[START OF Recorded data]
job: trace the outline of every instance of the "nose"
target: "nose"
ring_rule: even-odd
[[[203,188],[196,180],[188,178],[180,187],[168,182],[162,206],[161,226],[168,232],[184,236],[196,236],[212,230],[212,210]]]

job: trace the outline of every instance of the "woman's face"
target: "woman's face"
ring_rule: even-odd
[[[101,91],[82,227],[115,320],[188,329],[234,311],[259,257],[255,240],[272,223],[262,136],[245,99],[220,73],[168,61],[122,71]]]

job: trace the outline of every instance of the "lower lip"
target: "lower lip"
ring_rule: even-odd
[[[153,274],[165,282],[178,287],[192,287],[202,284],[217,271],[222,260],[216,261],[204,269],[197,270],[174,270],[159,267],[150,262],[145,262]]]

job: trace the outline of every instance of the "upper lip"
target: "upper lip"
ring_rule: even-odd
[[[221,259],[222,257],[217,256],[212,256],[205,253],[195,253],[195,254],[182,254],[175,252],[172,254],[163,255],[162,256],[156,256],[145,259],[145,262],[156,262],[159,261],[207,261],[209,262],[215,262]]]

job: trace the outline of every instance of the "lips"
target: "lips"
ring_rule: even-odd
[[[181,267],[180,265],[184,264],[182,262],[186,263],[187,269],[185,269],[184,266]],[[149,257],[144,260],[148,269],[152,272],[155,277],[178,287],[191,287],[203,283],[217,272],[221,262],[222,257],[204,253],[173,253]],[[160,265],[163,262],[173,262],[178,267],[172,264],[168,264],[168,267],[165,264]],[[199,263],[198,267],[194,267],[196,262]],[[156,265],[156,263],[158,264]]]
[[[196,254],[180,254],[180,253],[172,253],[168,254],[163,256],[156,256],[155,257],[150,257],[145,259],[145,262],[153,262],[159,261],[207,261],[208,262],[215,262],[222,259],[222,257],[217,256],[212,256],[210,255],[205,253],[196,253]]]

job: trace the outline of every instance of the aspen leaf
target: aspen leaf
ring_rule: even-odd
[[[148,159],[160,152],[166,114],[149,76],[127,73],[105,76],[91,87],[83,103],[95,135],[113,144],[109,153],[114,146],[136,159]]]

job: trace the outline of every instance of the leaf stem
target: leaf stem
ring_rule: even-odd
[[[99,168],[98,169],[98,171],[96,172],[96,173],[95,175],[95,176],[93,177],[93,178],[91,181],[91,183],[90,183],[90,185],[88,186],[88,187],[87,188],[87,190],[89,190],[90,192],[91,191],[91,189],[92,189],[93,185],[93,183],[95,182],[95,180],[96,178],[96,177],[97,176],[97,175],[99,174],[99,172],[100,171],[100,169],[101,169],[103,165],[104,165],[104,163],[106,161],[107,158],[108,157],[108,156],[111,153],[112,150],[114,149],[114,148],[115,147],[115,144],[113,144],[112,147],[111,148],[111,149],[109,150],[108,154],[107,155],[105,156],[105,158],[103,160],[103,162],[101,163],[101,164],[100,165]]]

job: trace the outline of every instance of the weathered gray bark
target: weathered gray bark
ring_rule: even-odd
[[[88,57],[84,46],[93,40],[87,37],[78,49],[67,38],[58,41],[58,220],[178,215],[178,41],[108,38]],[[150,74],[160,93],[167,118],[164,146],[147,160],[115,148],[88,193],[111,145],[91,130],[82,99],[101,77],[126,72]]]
[END OF Recorded data]
Exercise instructions - Please rewrite the lines of the records from the one containing "job: trace the outline of every instance of the leaf" through the end of the records, inclusive, keeping every request unchanged. Shift each polygon vertex coordinate in the answers by adding 91 to it.

Response -
job: trace the outline of every instance of the leaf stem
target: leaf stem
ring_rule: even-odd
[[[190,259],[189,260],[189,262],[187,263],[187,264],[186,266],[186,267],[184,268],[184,269],[182,272],[182,274],[181,274],[181,276],[179,277],[179,278],[178,279],[178,281],[180,281],[181,283],[182,282],[182,280],[183,280],[184,276],[184,274],[186,273],[186,271],[187,269],[187,268],[188,267],[188,266],[190,265],[190,263],[191,262],[191,260],[192,260],[194,256],[195,256],[195,254],[197,252],[198,249],[199,248],[199,247],[202,244],[203,241],[205,240],[205,239],[206,238],[206,235],[204,235],[203,238],[202,239],[202,240],[200,241],[199,245],[198,246],[196,247],[196,249],[194,251],[194,253],[192,254],[192,255],[191,256]]]

job: trace the outline of every instance of the weathered gray bark
target: weathered gray bark
ring_rule: even-odd
[[[179,148],[175,137],[184,131],[178,128],[169,140],[158,129],[149,132],[149,311],[269,306],[269,132],[199,129]],[[241,165],[251,184],[258,209],[255,237],[238,251],[206,239],[179,284],[202,236],[182,221],[173,190],[192,168],[217,163]]]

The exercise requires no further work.